Collected data entries:
****

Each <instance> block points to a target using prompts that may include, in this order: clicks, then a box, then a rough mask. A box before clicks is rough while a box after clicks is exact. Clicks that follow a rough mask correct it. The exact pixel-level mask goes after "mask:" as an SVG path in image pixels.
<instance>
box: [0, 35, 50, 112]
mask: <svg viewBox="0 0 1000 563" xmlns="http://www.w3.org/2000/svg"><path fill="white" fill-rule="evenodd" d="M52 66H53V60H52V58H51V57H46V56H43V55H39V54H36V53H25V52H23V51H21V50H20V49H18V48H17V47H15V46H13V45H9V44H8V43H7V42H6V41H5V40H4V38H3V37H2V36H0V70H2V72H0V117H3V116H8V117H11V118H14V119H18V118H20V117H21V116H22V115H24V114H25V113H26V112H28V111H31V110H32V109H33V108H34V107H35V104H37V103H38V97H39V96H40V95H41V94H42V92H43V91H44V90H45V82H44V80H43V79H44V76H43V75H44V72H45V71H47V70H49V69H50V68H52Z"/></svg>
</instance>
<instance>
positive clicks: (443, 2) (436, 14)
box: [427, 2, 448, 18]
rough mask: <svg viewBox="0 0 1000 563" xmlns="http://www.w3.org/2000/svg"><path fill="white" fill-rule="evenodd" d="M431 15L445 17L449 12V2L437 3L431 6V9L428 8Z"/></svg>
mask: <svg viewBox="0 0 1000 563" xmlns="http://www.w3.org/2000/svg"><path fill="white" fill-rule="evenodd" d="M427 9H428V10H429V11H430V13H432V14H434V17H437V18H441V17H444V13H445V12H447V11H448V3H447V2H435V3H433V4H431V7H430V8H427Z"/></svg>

****

- ABOUT THIS EXERCISE -
Turn every line of the records above into a JSON list of strings, with one string per line and blank lines omitted.

- EXERCISE ANSWER -
[
  "Each <instance> block points to a target using prompts that may include, in this order: clicks, then a box, then a rough mask. A box before clicks is rough while a box after clicks is exact. Clicks that follow a rough mask correct it. The exact pixel-level mask goes after \"mask:\" as an SVG path in image pixels.",
  "<instance>",
  "box: [0, 35, 50, 112]",
  "mask: <svg viewBox=\"0 0 1000 563\" xmlns=\"http://www.w3.org/2000/svg\"><path fill=\"white\" fill-rule=\"evenodd\" d=\"M52 66H53V60H52V58H51V57H46V56H43V55H39V54H36V53H25V52H23V51H21V50H20V49H18V48H17V47H15V46H13V45H9V44H8V43H7V42H6V41H5V40H4V38H3V37H2V36H0V70H2V72H0V117H3V116H8V117H11V118H14V119H18V118H20V117H21V116H22V115H24V114H25V113H26V112H28V111H31V110H32V109H33V108H34V107H35V104H37V103H38V97H39V96H40V95H41V94H42V92H43V91H44V90H45V82H44V80H43V79H44V76H43V75H44V72H45V71H47V70H49V69H50V68H52Z\"/></svg>",
  "</instance>",
  "<instance>",
  "positive clicks: (443, 2) (436, 14)",
  "box: [427, 2, 448, 18]",
  "rough mask: <svg viewBox=\"0 0 1000 563\" xmlns=\"http://www.w3.org/2000/svg\"><path fill=\"white\" fill-rule=\"evenodd\" d=\"M431 15L445 17L449 12V2L437 3L431 6V9L428 8Z\"/></svg>",
  "mask: <svg viewBox=\"0 0 1000 563\" xmlns=\"http://www.w3.org/2000/svg\"><path fill=\"white\" fill-rule=\"evenodd\" d=\"M427 9H428V10H429V11H430V13H432V14H434V17H437V18H441V17H444V13H445V12H447V11H448V3H447V2H435V3H433V4H431V7H430V8H427Z\"/></svg>"
]